§ **What is required**
Please recast every line of the material below as a JSON list of strings, one string per line, leaving out any blank lines.

** START Data excerpts **

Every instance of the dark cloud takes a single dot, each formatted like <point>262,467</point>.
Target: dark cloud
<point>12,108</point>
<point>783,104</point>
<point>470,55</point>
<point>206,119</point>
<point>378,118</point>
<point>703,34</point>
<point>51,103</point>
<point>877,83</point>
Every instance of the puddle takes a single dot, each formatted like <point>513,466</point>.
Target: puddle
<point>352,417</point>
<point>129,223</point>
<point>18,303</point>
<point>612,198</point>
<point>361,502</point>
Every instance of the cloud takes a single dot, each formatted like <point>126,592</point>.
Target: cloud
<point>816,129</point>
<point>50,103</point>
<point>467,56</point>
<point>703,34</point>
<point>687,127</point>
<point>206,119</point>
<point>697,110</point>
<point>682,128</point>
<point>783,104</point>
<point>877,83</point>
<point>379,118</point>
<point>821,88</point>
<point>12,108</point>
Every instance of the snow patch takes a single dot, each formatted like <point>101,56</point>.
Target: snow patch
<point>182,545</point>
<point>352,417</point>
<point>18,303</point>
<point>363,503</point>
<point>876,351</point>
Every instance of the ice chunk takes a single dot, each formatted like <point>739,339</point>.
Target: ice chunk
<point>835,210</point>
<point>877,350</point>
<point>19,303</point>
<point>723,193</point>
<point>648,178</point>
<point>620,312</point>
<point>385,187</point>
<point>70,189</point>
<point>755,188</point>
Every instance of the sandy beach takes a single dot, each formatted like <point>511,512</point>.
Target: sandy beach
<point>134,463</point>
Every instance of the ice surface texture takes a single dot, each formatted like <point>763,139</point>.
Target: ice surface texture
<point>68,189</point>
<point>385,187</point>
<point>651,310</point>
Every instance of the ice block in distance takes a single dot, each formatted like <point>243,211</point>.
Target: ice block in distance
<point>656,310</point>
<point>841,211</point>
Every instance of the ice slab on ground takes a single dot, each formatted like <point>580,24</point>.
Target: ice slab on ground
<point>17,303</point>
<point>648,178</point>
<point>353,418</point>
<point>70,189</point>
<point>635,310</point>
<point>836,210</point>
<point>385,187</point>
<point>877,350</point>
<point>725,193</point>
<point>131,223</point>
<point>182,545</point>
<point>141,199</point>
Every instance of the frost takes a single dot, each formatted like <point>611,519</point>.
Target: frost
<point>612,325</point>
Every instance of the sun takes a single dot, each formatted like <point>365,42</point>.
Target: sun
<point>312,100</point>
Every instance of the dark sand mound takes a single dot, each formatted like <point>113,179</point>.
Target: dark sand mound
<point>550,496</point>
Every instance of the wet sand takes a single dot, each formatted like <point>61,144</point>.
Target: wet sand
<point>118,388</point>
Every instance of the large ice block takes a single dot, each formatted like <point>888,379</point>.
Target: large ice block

** END Data excerpts **

§ **Response**
[
  "Every instance of the dark cloud takes a single dot, each formatted like <point>262,467</point>.",
  "Target: dark cloud",
  "<point>12,108</point>",
  "<point>783,104</point>",
  "<point>470,55</point>",
  "<point>206,119</point>",
  "<point>378,118</point>",
  "<point>703,34</point>",
  "<point>51,103</point>",
  "<point>877,83</point>",
  "Every instance of the puddle takes a single dot, each formatted like <point>513,466</point>.",
  "Target: puddle",
  "<point>352,417</point>",
  "<point>129,223</point>",
  "<point>18,303</point>",
  "<point>612,198</point>",
  "<point>361,502</point>",
  "Every instance of the cloud takes a single dot, each formatted like <point>126,592</point>.",
  "Target: cloud",
  "<point>816,129</point>",
  "<point>50,103</point>",
  "<point>467,56</point>",
  "<point>703,34</point>",
  "<point>687,127</point>",
  "<point>206,119</point>",
  "<point>697,110</point>",
  "<point>682,128</point>",
  "<point>783,104</point>",
  "<point>877,83</point>",
  "<point>379,118</point>",
  "<point>821,88</point>",
  "<point>12,108</point>",
  "Every instance of the snow patch takes a single dot, each formatted like <point>101,56</point>.",
  "Target: snow patch",
  "<point>182,545</point>",
  "<point>352,417</point>",
  "<point>18,303</point>",
  "<point>363,503</point>",
  "<point>876,351</point>",
  "Every instance of the ice chunk takes a single dot, each formatted like <point>739,339</point>.",
  "Target: ice chunk",
  "<point>835,210</point>",
  "<point>877,350</point>",
  "<point>19,303</point>",
  "<point>723,193</point>",
  "<point>648,178</point>",
  "<point>620,312</point>",
  "<point>385,187</point>",
  "<point>70,189</point>",
  "<point>755,188</point>",
  "Every instance of the sandy beach takes a single dot, each formatted like <point>511,512</point>.",
  "Target: sandy beach",
  "<point>134,463</point>",
  "Every instance of the ice surface texture takes a single dot, each formatted like <point>763,139</point>.",
  "Target: ice surface texture",
  "<point>68,189</point>",
  "<point>385,187</point>",
  "<point>651,310</point>",
  "Every instance of the ice block in distance takes a single dot, each formatted like <point>243,211</point>.",
  "Target: ice block in distance",
  "<point>656,310</point>",
  "<point>841,211</point>",
  "Every instance of the ice slab on ground takes a single dot, each formatted like <point>580,24</point>.",
  "Target: ice slab on ground",
  "<point>17,303</point>",
  "<point>648,178</point>",
  "<point>353,418</point>",
  "<point>70,189</point>",
  "<point>635,310</point>",
  "<point>836,210</point>",
  "<point>385,187</point>",
  "<point>877,350</point>",
  "<point>725,193</point>",
  "<point>131,223</point>",
  "<point>182,545</point>",
  "<point>141,199</point>",
  "Every instance of the frost takes a single dot, each formatted like <point>611,519</point>.",
  "Target: frost",
  "<point>612,325</point>",
  "Every instance of the sun takes a single dot, each formatted like <point>365,42</point>.",
  "Target: sun",
  "<point>312,100</point>",
  "Every instance of the dark sand mound takes a single dot, each formatted like <point>113,179</point>.",
  "Target: dark sand mound",
  "<point>550,496</point>",
  "Every instance of the wet sand takes a single dot, each formatted like <point>61,144</point>.",
  "Target: wet sand",
  "<point>118,388</point>",
  "Every instance of the large ice block takes a single dot, each formatted like <point>888,379</point>.",
  "Target: large ice block"
]